◆ Problem: The output should consist solely of the lines running from the one that contains "x=341 y=181" through the end of the records below, copied exactly.

───── Task data

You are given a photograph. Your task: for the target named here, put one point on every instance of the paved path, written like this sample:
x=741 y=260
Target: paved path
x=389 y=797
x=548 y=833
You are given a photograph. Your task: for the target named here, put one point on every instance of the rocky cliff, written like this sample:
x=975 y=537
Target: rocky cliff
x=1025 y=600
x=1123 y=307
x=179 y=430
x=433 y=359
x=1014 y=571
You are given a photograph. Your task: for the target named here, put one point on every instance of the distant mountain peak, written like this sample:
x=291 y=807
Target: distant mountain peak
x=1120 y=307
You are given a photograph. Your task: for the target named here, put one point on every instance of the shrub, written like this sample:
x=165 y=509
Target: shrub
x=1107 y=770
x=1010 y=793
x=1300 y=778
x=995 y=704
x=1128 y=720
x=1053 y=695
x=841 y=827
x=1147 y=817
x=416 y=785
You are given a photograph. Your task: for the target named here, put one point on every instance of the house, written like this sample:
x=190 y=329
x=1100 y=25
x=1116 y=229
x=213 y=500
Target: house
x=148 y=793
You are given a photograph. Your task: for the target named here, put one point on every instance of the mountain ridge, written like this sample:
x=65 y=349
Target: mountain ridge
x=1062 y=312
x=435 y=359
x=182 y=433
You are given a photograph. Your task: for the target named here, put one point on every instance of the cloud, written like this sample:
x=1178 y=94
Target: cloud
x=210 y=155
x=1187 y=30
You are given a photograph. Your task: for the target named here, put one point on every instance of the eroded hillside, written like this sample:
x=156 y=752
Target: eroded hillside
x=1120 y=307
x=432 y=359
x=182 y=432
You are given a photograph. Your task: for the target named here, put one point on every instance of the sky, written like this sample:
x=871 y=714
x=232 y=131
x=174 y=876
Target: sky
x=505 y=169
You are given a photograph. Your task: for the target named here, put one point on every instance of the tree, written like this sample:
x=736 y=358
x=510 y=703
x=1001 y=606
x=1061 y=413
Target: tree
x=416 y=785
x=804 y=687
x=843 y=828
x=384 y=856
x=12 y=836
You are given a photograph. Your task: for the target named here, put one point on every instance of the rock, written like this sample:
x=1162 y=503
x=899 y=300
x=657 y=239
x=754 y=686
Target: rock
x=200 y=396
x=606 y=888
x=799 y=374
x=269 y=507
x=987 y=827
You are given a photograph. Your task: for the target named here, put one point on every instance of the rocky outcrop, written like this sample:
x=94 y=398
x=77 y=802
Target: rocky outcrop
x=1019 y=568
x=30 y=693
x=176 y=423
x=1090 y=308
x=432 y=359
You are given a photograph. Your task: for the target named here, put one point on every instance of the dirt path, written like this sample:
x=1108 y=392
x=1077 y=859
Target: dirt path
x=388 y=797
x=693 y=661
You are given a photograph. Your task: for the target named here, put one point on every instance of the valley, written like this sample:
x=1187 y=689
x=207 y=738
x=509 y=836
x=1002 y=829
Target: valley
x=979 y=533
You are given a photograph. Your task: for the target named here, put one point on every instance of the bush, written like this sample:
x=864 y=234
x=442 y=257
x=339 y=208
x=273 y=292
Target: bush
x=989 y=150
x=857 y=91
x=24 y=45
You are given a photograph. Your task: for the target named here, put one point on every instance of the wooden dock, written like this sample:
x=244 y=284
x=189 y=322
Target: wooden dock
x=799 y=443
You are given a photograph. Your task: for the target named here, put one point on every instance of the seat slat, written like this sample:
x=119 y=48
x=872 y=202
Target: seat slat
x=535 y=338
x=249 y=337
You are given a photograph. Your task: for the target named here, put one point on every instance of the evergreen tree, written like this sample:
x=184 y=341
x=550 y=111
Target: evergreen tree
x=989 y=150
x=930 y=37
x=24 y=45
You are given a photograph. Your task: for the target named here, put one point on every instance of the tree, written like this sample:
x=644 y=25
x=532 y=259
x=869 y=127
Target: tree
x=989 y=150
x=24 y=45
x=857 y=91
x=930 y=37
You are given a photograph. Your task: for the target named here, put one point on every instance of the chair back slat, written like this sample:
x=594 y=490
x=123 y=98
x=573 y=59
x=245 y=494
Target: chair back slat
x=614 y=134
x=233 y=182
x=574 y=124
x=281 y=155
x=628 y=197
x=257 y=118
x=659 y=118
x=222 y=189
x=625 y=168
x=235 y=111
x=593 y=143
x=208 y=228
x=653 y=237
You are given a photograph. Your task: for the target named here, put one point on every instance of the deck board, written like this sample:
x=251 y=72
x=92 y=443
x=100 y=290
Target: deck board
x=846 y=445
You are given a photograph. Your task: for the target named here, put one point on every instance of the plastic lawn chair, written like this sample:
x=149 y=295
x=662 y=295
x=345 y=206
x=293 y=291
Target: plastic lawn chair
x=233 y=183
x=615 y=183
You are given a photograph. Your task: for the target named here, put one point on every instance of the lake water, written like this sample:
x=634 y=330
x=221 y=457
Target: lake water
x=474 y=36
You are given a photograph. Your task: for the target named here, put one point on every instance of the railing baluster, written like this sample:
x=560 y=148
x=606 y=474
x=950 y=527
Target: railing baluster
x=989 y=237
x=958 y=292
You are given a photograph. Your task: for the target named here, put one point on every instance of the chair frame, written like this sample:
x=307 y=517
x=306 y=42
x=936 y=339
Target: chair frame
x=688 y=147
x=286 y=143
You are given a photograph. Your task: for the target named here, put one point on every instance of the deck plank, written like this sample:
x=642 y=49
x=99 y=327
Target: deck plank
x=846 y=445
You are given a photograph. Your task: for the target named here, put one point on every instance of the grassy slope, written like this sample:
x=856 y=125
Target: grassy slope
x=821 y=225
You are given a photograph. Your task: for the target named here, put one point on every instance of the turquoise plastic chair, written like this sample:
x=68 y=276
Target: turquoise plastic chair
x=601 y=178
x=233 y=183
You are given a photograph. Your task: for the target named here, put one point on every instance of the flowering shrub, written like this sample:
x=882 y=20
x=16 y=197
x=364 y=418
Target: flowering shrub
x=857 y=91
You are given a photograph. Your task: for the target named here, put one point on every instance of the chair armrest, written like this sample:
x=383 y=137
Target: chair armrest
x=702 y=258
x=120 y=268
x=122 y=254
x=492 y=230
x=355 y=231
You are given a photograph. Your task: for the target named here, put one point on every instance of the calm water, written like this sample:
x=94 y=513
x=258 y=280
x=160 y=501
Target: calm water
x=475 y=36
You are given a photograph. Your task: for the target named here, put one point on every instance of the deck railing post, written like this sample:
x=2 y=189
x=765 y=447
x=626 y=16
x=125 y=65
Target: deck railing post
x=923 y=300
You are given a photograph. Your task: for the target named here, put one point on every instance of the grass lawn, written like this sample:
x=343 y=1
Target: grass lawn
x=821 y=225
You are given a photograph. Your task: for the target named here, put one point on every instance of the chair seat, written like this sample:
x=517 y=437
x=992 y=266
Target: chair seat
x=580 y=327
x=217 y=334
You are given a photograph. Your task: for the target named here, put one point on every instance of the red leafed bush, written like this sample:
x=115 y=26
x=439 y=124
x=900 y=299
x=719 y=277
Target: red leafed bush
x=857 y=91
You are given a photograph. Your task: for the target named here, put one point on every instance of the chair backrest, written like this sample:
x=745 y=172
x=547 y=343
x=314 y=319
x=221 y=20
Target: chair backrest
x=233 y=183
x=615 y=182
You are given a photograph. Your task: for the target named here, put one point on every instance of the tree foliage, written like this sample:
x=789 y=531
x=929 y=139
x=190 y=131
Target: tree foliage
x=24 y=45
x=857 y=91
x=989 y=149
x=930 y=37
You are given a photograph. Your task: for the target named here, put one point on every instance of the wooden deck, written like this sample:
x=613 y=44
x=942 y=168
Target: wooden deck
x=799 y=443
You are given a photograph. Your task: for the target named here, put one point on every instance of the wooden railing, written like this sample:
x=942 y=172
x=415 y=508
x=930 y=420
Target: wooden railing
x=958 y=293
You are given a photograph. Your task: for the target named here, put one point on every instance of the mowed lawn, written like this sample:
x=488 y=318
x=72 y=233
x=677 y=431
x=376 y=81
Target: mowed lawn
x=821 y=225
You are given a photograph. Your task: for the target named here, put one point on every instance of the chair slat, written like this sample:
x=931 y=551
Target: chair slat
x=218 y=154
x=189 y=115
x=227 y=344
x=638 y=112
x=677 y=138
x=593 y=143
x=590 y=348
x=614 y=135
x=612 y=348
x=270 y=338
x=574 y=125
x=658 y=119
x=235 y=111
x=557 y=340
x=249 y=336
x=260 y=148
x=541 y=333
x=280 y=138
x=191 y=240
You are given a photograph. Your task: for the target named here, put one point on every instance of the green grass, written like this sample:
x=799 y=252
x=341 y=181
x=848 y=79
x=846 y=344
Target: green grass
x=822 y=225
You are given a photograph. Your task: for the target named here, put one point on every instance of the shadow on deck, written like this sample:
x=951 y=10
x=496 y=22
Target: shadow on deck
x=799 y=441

──────────

◆ Written response:
x=341 y=181
x=848 y=79
x=846 y=344
Target: green grass
x=822 y=225
You are given a photograph. Your task: for the target named here, put one point on every instance of the shadow on deck, written like this sample:
x=951 y=10
x=496 y=22
Target: shadow on deck
x=799 y=441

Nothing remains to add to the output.